*Directions for this task*: Skip every line before the one containing "Annotate the parked", then copy that line and the rest of the entries below exactly, through the last line.

*Data shown*:
--- --- ---

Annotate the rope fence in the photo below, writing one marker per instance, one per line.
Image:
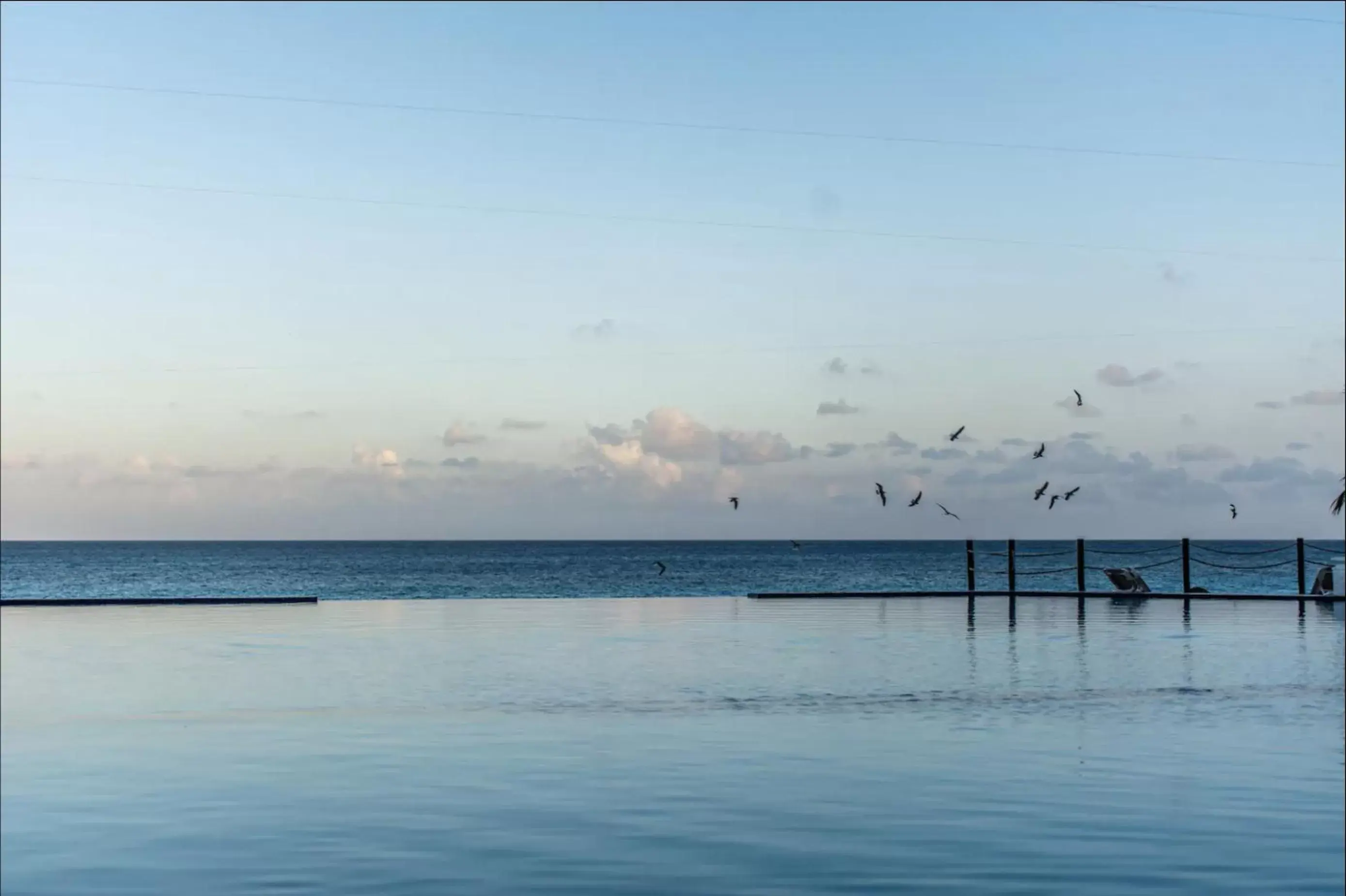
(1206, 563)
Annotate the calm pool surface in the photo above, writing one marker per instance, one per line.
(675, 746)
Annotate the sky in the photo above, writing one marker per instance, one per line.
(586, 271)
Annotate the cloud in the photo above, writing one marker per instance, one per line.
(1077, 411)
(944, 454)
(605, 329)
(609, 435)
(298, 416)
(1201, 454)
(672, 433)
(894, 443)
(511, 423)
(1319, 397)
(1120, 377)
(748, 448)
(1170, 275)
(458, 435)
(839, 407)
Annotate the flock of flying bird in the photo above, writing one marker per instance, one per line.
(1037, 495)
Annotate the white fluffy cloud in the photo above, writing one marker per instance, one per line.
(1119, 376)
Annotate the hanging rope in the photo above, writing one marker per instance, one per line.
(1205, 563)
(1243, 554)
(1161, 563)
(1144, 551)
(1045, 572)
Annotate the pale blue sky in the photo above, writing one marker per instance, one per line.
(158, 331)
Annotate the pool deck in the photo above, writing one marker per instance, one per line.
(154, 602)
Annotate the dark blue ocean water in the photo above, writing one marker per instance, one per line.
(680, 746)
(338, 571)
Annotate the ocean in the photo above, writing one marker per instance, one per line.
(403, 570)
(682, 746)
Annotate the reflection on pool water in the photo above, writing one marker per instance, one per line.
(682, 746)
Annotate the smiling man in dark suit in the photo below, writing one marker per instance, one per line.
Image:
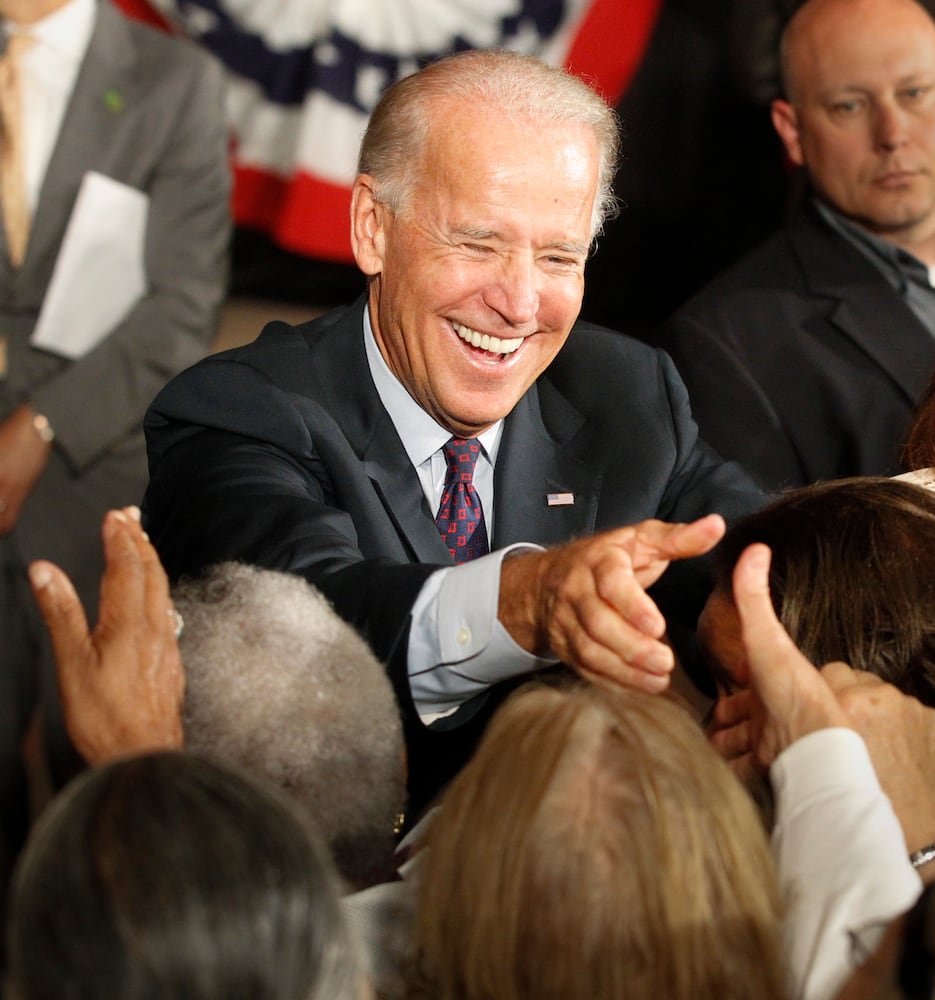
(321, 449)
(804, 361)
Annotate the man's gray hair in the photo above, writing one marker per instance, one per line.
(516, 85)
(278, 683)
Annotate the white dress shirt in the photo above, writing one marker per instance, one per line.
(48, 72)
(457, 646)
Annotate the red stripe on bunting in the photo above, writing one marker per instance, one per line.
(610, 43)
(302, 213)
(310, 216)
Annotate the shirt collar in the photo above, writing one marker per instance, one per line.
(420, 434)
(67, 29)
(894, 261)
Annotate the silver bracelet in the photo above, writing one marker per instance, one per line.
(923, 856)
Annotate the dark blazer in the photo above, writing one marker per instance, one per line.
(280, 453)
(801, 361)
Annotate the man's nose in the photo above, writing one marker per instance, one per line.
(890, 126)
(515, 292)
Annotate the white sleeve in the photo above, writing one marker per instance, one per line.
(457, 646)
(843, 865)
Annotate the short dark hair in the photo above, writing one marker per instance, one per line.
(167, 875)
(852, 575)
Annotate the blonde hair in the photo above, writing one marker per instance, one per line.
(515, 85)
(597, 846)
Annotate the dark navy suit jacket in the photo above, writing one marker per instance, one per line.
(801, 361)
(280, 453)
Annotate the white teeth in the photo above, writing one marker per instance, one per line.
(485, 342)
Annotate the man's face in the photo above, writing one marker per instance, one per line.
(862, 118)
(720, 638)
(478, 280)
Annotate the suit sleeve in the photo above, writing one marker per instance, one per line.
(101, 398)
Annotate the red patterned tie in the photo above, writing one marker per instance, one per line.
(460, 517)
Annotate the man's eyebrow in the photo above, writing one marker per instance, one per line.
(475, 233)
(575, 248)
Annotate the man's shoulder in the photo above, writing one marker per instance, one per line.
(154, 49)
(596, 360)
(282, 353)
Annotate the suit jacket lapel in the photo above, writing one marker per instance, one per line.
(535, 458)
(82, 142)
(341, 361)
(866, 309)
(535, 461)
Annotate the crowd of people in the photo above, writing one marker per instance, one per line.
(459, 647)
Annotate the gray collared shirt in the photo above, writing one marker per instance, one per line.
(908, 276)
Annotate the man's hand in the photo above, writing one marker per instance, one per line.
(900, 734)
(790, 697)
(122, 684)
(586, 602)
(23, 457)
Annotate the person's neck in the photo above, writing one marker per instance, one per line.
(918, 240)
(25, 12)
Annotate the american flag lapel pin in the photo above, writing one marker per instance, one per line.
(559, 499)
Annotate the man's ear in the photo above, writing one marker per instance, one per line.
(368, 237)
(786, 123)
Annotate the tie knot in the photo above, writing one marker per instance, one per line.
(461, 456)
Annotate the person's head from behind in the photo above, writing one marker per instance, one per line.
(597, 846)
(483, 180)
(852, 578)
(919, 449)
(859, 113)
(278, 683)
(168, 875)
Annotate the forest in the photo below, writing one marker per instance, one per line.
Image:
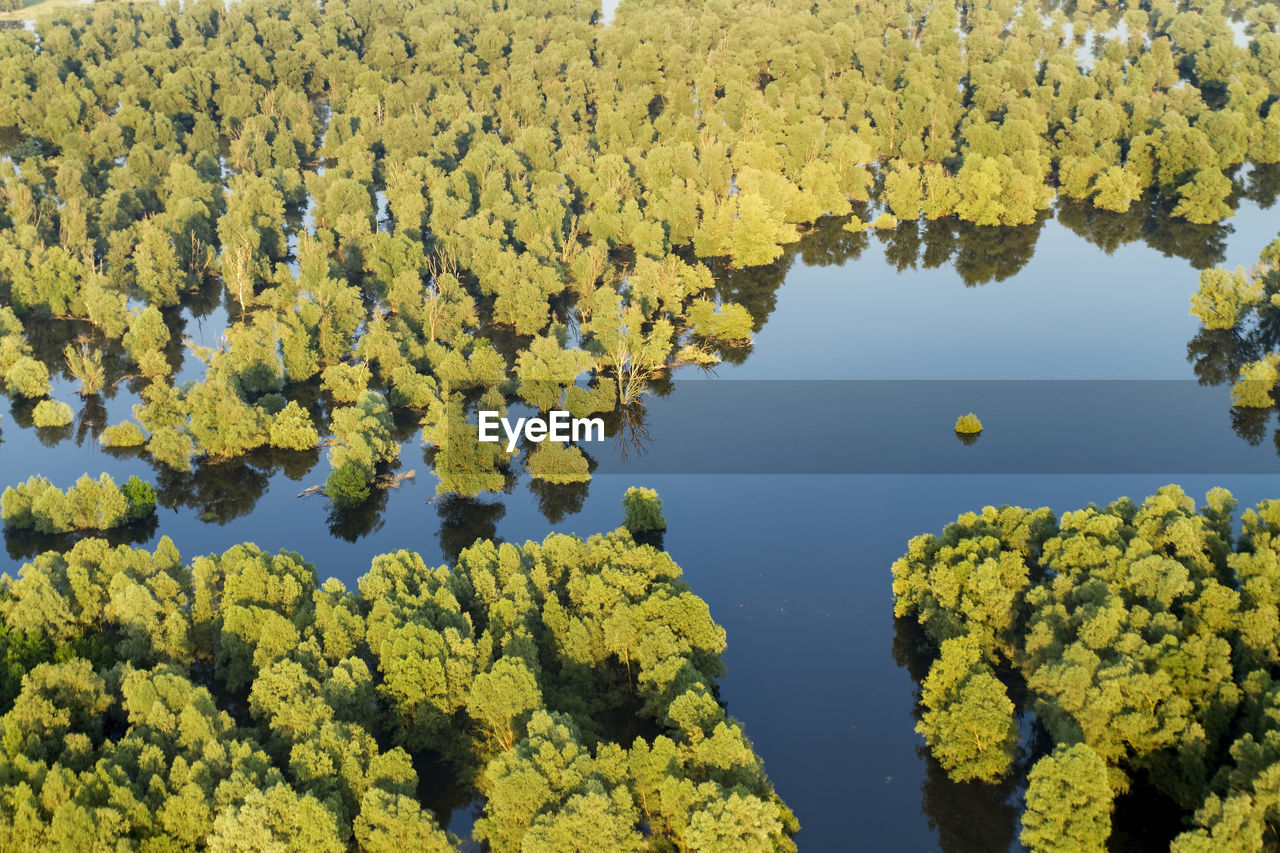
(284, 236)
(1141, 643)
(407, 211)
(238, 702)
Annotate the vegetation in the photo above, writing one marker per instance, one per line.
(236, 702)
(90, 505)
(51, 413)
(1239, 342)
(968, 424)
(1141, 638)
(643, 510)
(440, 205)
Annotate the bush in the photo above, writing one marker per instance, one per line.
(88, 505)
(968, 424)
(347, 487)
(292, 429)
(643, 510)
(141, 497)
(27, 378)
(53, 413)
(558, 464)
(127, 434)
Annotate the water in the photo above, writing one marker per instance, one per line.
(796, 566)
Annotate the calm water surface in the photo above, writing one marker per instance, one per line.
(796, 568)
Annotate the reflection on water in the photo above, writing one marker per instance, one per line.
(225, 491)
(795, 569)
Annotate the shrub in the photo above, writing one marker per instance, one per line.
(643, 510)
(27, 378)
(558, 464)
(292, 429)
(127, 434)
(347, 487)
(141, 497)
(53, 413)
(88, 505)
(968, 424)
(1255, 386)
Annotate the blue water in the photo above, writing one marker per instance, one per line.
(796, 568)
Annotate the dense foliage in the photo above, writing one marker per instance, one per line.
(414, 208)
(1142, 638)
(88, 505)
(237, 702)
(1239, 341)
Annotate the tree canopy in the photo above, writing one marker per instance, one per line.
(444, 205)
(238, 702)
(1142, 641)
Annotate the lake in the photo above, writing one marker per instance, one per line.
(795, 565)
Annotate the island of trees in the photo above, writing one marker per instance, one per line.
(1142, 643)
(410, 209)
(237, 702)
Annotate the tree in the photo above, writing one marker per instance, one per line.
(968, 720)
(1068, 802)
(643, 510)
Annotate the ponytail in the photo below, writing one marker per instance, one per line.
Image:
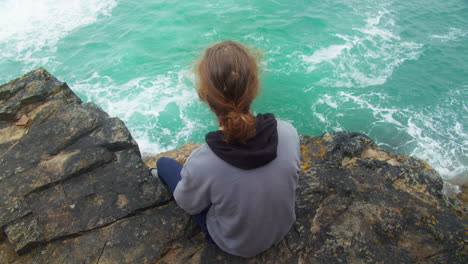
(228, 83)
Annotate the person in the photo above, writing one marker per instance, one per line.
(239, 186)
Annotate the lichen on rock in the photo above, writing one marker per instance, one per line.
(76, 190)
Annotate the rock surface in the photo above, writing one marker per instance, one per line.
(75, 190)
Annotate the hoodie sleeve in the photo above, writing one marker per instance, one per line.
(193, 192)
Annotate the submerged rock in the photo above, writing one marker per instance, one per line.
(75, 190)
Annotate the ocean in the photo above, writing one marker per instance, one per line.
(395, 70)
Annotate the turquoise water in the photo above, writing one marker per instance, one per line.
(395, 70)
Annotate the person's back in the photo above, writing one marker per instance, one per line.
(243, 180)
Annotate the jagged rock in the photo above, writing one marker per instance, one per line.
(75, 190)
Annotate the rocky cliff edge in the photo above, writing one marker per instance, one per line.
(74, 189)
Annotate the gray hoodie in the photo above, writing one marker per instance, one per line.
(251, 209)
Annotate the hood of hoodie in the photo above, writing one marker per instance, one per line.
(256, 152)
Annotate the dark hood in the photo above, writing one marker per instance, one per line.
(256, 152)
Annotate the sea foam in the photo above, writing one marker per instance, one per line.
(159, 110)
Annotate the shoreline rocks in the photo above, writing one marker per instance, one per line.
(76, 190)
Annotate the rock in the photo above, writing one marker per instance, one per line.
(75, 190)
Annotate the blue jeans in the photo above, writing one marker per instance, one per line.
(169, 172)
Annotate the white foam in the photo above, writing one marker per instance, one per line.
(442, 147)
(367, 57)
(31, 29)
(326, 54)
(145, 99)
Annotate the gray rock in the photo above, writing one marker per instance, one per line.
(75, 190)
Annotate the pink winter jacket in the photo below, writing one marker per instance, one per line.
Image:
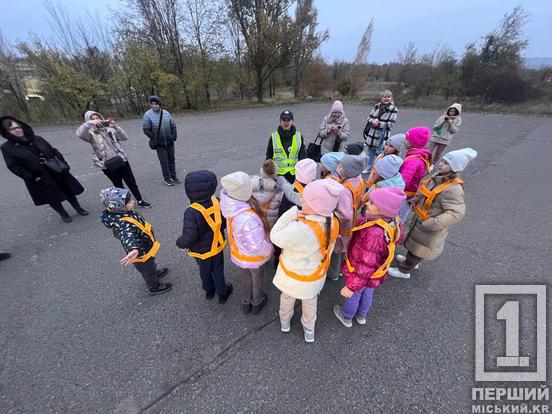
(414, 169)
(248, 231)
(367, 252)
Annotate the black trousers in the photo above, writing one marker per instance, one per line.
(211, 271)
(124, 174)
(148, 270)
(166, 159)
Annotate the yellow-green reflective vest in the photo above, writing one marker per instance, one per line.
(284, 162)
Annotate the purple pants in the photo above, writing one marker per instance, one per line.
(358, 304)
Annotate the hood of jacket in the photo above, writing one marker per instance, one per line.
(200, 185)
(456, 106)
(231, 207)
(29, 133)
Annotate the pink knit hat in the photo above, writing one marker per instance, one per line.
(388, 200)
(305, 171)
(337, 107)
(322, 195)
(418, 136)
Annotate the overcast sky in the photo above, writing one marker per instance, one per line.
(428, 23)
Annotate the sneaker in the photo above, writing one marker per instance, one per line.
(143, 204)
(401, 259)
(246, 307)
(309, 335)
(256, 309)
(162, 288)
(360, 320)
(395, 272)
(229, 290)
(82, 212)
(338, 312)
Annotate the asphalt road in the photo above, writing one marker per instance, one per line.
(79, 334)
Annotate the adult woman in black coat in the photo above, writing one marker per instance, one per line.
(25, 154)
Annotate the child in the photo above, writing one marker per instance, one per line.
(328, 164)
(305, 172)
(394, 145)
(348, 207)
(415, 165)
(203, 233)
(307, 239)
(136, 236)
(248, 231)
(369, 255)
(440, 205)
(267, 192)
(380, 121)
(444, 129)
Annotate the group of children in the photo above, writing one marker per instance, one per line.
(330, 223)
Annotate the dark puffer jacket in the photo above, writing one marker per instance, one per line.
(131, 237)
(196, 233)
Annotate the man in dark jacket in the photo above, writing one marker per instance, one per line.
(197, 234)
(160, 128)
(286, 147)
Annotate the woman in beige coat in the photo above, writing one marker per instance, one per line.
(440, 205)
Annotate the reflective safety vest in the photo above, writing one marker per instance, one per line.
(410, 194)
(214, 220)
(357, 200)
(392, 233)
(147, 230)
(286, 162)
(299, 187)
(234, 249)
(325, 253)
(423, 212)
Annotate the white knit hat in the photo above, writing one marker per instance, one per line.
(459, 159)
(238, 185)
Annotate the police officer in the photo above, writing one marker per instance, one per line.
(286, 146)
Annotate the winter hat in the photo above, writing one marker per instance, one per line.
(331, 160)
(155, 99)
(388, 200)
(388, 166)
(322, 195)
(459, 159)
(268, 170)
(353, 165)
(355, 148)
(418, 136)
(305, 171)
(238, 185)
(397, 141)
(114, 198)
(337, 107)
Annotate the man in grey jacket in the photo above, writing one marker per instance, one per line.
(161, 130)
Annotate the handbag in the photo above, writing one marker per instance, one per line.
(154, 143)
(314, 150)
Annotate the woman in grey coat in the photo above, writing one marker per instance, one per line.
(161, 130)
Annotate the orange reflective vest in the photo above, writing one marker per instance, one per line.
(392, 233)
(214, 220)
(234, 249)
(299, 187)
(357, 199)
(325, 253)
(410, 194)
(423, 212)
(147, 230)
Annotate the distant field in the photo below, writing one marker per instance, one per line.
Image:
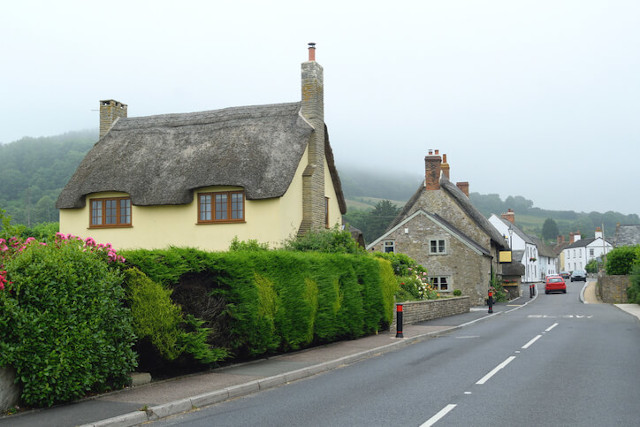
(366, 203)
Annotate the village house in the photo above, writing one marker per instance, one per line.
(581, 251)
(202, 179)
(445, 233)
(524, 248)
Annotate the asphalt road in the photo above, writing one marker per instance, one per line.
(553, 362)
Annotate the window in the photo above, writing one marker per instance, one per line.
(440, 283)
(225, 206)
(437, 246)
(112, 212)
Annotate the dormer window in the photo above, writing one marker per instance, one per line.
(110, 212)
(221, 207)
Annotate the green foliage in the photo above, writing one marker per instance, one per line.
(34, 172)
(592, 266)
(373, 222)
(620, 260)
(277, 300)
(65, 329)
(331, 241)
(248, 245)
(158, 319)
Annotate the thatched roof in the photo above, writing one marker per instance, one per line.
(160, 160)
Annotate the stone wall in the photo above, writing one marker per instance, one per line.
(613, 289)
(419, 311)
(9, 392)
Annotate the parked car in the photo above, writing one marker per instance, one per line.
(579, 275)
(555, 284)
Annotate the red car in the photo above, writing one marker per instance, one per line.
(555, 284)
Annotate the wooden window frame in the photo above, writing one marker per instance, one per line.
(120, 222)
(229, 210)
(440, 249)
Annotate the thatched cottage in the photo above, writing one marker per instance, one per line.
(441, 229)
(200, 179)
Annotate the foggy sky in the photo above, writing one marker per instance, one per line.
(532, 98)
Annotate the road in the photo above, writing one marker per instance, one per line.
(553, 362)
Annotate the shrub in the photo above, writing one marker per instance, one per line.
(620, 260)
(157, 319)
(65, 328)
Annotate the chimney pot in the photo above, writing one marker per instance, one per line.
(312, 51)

--- --- ---

*Worked answer*:
Annotate the parked car in the photo above, writing one marker per instance, one per line.
(579, 275)
(555, 284)
Annotate the red car in the photo above, writing one marker per instance, one per line.
(555, 284)
Annotate the wooden window frame in the photo above, writing one marker per instance, one per line.
(120, 222)
(229, 210)
(440, 249)
Annotate the thatched cottage in the photo above, writing one marker per instance, one per line.
(441, 229)
(200, 179)
Annotate the foggy sky in the photo above, writing one marker per instance, one per line.
(532, 98)
Annotate the road in the photo above, writing one marker per instance, one per line.
(553, 362)
Annotate the shrub in the photo above, writing one marker per instance, one per line.
(620, 260)
(157, 319)
(65, 328)
Annotate the chimney pot in the photo above, writing one marker per instance, one per line.
(312, 51)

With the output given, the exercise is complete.